# PROVIDED TEXT start

Why would God want in on that? Especially if the light of the first verses is considered not physical light but Torah. Why would God want there to be something that is so profoundly opposite to Torah, as one of the first things in creation?

I can only think that there are two kinds of darkness. There is a darkness that says there is nothing in the world but violence, and even seeming goodness is just self-interest, or huddling together for safety and nothing more. Darkness is believing  that is all there is, not just from time to time as we all do, but fundamentally all the time.

The Torah claims, I think, that darkness is something else. Some of it and maybe all of the moral darkness is made out of imagination and language and even out of connection, out of the capacity for organization and sustained effort — twisted for sure, and encased in the hardest and thickest klippot, cases of iron and hatred.

This kind of darkness is made of the same things as its opposite — as goodness, as light, as Torah. So God has no choice but to claim this darkness. And our hearts, connected as they are to all hearts with their roots in the Divine Heart, have no choice but to acknowledge it too.

And God is ambitious, and ambitious for the power of Torah against this darkness. Even knowing that it’s only through us, Divine image that we are but earthy nonetheless, that Torah will show its energy in the world.

# PROVIDED TEXT end

◆ PROBLEM TO SOLVE ◆
Reproduce the passage above on darkness and Torah in full, word for word.

# ENTRIES start

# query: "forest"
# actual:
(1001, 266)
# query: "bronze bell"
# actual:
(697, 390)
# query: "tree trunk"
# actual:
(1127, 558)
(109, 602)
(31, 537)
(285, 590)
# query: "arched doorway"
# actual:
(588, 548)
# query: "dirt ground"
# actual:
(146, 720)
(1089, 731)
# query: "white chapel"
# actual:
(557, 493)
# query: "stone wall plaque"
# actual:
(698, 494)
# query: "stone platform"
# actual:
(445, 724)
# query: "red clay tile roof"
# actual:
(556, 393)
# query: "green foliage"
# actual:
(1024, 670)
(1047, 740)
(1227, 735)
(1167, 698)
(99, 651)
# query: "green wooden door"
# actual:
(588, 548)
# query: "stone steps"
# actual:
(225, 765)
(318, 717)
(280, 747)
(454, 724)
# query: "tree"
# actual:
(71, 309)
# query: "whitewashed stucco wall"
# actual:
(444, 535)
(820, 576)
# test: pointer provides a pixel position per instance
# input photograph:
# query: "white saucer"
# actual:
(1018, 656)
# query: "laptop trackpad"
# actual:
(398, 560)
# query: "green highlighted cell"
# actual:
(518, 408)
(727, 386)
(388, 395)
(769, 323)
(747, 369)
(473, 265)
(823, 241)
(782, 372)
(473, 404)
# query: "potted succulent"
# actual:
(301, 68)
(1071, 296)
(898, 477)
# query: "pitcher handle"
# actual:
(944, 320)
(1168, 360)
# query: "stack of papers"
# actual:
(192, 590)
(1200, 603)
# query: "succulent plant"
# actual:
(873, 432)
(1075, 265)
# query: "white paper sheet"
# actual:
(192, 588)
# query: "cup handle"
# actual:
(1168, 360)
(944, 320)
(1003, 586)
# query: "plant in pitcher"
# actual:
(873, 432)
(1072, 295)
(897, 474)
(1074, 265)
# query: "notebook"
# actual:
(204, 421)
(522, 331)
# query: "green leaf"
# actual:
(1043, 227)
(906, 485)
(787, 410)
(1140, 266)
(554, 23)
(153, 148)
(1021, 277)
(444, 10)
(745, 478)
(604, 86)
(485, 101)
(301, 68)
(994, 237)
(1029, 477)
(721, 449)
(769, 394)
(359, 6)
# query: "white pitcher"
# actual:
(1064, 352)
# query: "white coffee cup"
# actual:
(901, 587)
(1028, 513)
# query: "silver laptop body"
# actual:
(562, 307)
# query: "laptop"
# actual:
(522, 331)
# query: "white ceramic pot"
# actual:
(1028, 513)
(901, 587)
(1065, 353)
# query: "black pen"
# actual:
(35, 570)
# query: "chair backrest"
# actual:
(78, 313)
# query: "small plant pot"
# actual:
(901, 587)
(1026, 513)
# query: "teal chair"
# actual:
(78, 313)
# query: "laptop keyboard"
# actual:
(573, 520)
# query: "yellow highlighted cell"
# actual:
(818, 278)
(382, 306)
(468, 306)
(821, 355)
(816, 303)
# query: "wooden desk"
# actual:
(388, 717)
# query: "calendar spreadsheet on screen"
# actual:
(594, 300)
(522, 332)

# ENTRIES end

◆ COMPLETE OUTPUT ◆
Why would God want in on that? Especially if the light of the first verses is considered not physical light but Torah. Why would God want there to be something that is so profoundly opposite to Torah, as one of the first things in creation?

I can only think that there are two kinds of darkness. There is a darkness that says there is nothing in the world but violence, and even seeming goodness is just self-interest, or huddling together for safety and nothing more. Darkness is believing  that is all there is, not just from time to time as we all do, but fundamentally all the time.

The Torah claims, I think, that darkness is something else. Some of it and maybe all of the moral darkness is made out of imagination and language and even out of connection, out of the capacity for organization and sustained effort — twisted for sure, and encased in the hardest and thickest klippot, cases of iron and hatred.

This kind of darkness is made of the same things as its opposite — as goodness, as light, as Torah. So God has no choice but to claim this darkness. And our hearts, connected as they are to all hearts with their roots in the Divine Heart, have no choice but to acknowledge it too.

And God is ambitious, and ambitious for the power of Torah against this darkness. Even knowing that it’s only through us, Divine image that we are but earthy nonetheless, that Torah will show its energy in the world.